Work to do:
Reproduce verbatim every line from the one that includes "the black shoe" to the closing line of the entries; omit everything before it.

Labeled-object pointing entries
----

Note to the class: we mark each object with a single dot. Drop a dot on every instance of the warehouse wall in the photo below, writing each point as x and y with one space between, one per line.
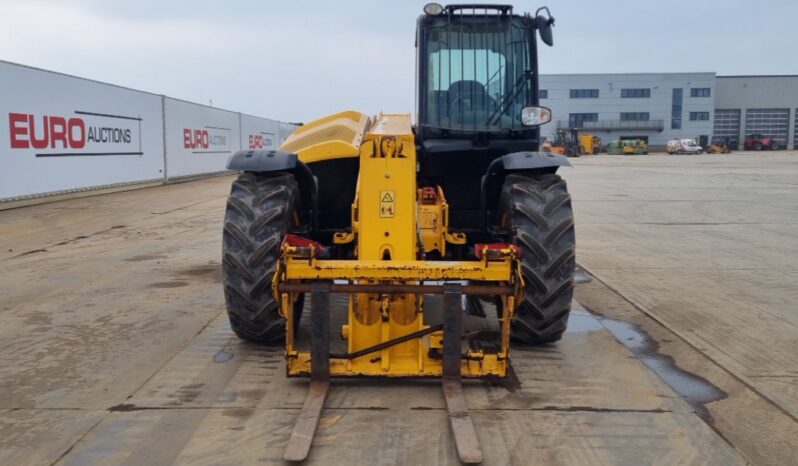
63 134
610 104
752 96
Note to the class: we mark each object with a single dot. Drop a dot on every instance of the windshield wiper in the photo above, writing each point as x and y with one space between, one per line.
510 97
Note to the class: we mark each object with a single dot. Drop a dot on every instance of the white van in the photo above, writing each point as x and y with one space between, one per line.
683 146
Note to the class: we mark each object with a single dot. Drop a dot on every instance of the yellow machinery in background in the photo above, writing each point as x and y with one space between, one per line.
590 144
447 239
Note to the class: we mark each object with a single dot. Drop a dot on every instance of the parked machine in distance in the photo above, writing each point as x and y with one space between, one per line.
719 145
683 146
627 147
416 228
590 144
758 141
566 143
635 146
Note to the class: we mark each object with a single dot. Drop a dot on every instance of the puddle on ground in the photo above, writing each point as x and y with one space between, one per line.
222 356
694 389
580 276
581 321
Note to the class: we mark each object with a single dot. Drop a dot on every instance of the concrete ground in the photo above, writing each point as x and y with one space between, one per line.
114 347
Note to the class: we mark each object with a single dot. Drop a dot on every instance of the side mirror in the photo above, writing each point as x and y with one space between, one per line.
535 116
544 25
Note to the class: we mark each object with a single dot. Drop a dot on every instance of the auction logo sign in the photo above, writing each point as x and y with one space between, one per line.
261 140
207 140
83 134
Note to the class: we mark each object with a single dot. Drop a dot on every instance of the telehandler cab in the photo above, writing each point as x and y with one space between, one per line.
423 228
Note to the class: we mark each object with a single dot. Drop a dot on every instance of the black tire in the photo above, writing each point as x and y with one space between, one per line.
260 210
537 210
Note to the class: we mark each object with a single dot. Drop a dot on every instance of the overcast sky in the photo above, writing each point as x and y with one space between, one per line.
297 60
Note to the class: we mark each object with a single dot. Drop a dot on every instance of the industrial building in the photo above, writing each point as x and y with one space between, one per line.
657 107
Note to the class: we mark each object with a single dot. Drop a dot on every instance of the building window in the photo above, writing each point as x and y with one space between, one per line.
577 120
634 116
699 92
676 109
635 93
584 93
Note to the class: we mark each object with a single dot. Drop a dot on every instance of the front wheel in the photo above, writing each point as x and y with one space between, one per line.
537 211
261 209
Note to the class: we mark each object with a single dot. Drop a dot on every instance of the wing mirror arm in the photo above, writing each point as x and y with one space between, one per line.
544 25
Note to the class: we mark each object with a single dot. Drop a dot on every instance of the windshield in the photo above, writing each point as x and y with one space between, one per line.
477 73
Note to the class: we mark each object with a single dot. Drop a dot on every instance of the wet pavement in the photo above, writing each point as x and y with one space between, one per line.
114 349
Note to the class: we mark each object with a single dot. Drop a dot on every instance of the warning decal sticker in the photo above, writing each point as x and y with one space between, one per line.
387 204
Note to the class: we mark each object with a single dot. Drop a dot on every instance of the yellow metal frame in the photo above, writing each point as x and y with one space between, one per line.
392 230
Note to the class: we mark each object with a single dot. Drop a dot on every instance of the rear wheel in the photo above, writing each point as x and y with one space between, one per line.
260 211
537 211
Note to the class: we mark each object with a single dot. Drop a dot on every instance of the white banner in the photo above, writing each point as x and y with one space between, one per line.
199 139
60 133
259 133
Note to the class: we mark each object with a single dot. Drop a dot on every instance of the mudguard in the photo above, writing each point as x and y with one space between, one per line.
533 160
265 161
528 161
262 161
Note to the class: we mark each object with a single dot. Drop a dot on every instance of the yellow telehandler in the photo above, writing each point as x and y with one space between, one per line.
447 238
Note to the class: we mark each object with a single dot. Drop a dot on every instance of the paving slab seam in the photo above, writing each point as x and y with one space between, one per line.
740 377
76 442
109 411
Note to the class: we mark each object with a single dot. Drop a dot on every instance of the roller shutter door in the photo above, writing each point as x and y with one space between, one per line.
727 125
770 122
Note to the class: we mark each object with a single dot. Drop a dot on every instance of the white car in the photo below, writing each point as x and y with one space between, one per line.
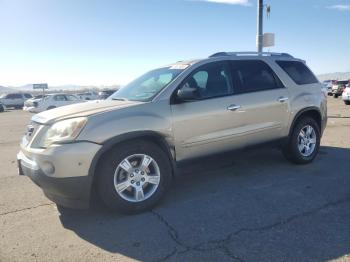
346 95
15 100
50 101
88 95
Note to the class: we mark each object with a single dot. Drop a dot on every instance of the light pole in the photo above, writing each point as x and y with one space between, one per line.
259 36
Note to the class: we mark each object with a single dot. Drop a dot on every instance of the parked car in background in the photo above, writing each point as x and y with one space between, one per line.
328 84
338 87
106 93
15 100
92 95
2 108
127 148
50 101
346 95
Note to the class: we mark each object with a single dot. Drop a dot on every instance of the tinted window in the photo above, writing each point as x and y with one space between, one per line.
71 98
253 75
298 71
14 96
211 80
60 98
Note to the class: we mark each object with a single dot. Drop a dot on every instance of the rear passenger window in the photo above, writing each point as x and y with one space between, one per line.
60 98
253 75
298 71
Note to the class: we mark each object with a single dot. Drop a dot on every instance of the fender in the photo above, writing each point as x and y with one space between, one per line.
110 143
302 111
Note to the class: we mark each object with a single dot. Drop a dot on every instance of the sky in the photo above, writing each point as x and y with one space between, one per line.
105 42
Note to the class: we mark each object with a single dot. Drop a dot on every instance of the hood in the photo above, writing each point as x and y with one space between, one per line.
81 109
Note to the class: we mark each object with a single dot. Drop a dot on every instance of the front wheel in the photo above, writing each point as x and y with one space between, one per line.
134 176
304 142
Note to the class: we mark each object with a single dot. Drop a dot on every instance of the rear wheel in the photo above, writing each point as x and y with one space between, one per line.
134 176
304 142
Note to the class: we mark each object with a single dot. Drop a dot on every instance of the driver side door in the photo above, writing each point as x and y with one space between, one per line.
208 123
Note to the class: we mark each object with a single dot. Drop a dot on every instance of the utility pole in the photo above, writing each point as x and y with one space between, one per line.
259 36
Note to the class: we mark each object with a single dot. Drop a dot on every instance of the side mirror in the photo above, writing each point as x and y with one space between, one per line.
186 93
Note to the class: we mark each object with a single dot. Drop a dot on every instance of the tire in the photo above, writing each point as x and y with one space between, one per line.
291 150
110 167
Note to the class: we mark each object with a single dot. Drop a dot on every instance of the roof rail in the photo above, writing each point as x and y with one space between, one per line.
250 54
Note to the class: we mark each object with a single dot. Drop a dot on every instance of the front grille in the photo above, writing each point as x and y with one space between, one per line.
32 128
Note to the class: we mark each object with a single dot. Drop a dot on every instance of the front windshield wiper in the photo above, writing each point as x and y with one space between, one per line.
120 99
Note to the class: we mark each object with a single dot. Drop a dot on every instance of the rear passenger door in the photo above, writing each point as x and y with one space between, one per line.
262 100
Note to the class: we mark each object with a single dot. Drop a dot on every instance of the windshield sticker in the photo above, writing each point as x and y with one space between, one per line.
182 66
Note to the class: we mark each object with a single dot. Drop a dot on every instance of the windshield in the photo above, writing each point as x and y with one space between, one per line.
146 87
342 82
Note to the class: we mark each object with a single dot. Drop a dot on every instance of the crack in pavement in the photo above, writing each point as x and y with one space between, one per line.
24 209
221 244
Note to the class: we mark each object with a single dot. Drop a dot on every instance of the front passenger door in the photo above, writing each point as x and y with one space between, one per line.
206 124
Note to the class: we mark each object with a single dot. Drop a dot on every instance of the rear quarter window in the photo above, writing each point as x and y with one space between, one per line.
298 71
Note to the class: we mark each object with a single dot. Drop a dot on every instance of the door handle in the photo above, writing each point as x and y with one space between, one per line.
282 99
233 107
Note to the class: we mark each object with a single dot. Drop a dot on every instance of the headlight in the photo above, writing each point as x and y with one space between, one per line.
63 131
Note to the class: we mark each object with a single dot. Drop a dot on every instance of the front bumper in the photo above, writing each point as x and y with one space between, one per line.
62 171
31 109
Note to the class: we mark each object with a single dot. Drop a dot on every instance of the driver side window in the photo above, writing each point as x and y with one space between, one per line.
209 81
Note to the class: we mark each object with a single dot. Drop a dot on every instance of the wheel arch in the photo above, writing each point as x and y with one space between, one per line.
111 143
312 112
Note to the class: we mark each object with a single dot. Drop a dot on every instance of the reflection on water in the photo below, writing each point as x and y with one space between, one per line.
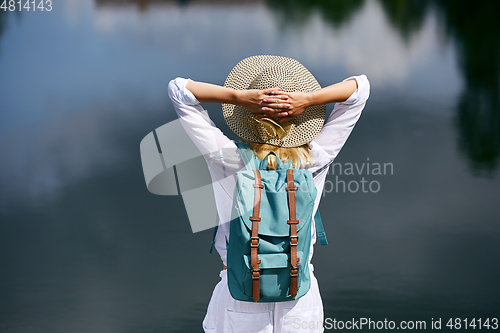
85 248
478 111
293 12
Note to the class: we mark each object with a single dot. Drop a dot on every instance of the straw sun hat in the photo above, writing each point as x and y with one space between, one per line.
266 71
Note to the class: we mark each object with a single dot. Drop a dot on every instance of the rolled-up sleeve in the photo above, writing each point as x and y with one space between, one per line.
195 120
341 121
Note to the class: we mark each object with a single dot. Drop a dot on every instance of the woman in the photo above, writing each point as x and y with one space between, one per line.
275 104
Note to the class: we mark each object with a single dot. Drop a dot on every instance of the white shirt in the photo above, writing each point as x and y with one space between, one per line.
223 161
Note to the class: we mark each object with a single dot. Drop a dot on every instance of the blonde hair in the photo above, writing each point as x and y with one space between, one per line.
298 156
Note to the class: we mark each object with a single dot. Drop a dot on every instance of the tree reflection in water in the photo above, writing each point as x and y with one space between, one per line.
475 29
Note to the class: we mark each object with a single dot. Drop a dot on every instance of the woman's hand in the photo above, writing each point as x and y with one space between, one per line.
267 103
297 102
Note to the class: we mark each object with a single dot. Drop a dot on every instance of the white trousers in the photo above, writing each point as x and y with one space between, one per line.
227 315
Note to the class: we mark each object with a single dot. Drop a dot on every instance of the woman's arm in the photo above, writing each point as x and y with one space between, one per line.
343 118
253 100
299 101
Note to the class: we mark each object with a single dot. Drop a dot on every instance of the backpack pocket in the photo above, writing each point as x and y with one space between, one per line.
274 276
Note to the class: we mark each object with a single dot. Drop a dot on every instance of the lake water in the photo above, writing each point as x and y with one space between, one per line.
84 247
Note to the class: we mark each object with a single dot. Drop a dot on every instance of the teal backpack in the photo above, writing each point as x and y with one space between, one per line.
270 231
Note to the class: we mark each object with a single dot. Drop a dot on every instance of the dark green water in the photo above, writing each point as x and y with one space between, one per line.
84 247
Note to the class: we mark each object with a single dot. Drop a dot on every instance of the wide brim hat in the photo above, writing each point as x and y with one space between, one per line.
267 71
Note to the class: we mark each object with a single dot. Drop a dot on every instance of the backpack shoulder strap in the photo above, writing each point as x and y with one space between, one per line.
248 157
319 228
215 235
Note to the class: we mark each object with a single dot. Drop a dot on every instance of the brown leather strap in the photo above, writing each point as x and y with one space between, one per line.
294 269
254 240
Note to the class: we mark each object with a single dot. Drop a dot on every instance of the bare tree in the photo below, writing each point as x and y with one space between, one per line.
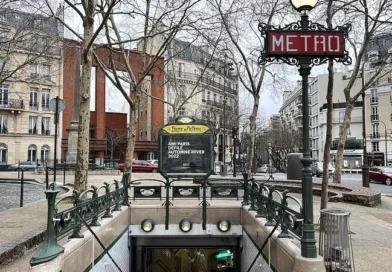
369 20
243 42
156 19
87 11
113 139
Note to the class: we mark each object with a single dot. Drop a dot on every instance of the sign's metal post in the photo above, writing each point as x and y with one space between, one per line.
57 105
305 44
185 151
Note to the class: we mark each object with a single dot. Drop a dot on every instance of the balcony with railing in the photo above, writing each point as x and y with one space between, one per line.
45 107
373 100
192 78
33 105
375 135
12 104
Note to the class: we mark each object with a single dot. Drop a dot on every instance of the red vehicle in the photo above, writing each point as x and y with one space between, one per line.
141 166
381 174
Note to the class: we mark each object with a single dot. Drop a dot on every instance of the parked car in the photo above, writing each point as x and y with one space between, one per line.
317 169
141 166
381 174
26 165
265 168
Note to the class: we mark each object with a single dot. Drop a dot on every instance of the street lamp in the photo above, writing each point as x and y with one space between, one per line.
386 142
227 68
305 44
365 165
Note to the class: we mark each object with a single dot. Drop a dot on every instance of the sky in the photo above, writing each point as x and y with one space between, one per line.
270 103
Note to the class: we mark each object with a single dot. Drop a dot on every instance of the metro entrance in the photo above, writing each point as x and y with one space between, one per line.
190 254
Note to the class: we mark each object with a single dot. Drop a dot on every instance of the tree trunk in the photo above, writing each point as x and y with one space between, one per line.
339 154
252 134
82 156
328 138
132 135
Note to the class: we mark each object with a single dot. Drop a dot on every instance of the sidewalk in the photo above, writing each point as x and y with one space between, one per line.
371 227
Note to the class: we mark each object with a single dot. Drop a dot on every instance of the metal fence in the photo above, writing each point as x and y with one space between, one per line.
70 213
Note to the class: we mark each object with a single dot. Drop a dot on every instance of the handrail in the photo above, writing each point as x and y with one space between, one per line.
163 266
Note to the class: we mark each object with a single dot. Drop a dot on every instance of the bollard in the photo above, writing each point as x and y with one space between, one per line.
19 169
47 177
50 248
21 190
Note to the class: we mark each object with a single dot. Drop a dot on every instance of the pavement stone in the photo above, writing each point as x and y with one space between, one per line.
370 226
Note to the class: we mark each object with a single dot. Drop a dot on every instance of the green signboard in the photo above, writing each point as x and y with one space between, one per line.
185 149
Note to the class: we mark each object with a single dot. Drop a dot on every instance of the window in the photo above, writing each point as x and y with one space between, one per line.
3 123
374 96
4 65
341 116
181 69
32 153
34 71
33 125
34 98
46 71
375 146
181 111
45 99
3 94
3 153
374 115
45 153
341 130
45 126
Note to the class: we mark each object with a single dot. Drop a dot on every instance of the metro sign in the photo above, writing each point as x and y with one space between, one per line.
301 43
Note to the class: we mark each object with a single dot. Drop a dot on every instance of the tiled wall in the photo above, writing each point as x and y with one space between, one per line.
119 252
249 252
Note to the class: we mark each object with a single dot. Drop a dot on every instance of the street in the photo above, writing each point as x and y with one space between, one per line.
347 179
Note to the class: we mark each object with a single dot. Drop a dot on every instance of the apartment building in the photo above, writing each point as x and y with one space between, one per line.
30 76
109 110
201 85
291 116
378 101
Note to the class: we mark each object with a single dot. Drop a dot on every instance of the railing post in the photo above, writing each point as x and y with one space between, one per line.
253 196
108 201
47 176
270 209
262 203
246 197
78 225
50 249
94 221
286 220
126 186
117 207
64 169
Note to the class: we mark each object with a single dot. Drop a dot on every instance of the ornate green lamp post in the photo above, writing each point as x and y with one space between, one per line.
308 242
305 44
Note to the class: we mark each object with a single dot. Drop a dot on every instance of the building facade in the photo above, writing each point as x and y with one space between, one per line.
201 85
109 111
378 101
291 116
30 76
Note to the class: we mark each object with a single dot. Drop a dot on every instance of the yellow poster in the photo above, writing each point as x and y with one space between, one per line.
186 129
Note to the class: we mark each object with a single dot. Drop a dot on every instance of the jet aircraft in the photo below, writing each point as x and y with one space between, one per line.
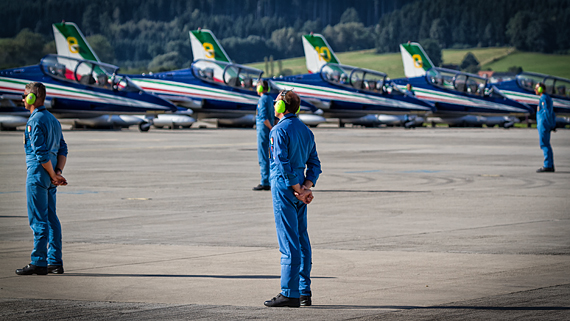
74 92
318 53
347 92
210 56
458 96
71 42
521 89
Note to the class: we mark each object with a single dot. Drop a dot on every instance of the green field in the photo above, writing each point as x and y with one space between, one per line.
498 59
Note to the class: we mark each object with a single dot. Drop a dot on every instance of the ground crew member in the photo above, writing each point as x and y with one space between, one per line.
545 123
293 149
46 154
264 121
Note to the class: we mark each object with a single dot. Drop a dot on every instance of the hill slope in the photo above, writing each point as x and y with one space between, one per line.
498 59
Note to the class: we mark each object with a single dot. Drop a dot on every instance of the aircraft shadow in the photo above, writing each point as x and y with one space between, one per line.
126 275
365 191
452 307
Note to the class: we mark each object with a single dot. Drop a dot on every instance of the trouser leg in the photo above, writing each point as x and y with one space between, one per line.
263 156
286 223
544 136
37 200
54 256
306 253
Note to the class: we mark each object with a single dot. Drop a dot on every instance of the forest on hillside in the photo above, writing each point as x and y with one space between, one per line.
153 34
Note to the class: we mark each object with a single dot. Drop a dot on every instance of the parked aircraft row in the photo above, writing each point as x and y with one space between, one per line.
84 91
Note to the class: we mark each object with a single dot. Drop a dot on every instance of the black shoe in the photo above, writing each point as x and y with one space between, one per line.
282 301
306 300
32 269
55 269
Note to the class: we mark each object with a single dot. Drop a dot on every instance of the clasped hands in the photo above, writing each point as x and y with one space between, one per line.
58 180
305 194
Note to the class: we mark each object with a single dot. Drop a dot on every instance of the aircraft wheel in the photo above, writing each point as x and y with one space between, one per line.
144 127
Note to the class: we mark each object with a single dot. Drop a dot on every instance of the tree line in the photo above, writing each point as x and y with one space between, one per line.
153 34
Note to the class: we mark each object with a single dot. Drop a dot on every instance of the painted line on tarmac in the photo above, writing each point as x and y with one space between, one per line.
149 147
77 192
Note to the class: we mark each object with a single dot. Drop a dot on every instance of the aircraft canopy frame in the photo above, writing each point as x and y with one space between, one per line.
233 75
357 78
458 81
555 86
87 72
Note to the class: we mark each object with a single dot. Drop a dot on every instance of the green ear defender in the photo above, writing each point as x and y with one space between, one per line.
260 88
280 106
31 99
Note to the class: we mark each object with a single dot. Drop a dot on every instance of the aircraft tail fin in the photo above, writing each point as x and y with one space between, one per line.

----

Finished task:
Note to the class: we mark each object with a single dot. Drop a dot on every instance of the black shoe in the photo above, writing each point as x and y with one space between, one per line.
282 301
306 300
32 269
55 269
Note to the class: we mark each object with a single dot. Drop a dot on every instance of the clasped hands in the photo above, writing each point as x and y with one space between, one per line.
58 180
305 194
Note to the class: we mark each object with a single dot. Drop a dot on every instance of the aircraft wheel in the photo above, writing each point as x and y with one space between, one per line.
144 127
Note to the class: we mark each object with a single dot. Drop a dot on every instance of the tree line in the photo above, writing each point as x and y with one space between, one per line.
153 34
Note to the class: we mark each object with a single dot. Drop a dot on every instance of the painted line on tarmac in the photo above, writing each point as x and y with one space between, one per line.
149 147
77 192
Note to the class: we mark each object with a single dot. Drop a dot on every instance of the aircraft canopy frame in the photo above, writing each point as x and y with one space between, one per line.
233 75
357 78
458 81
555 86
87 72
Note to the class: we mark each object with a single dot. Drop a dot on every instance of the green ear defender in the photo above, writing each point as x and y with one space between, one per line.
260 88
280 106
31 99
Note to the class: we mark each object with a single dot. Drop a dot on every instance of the aircraft tail fin in the photo above, writing each point as x and y with one space between, one per line.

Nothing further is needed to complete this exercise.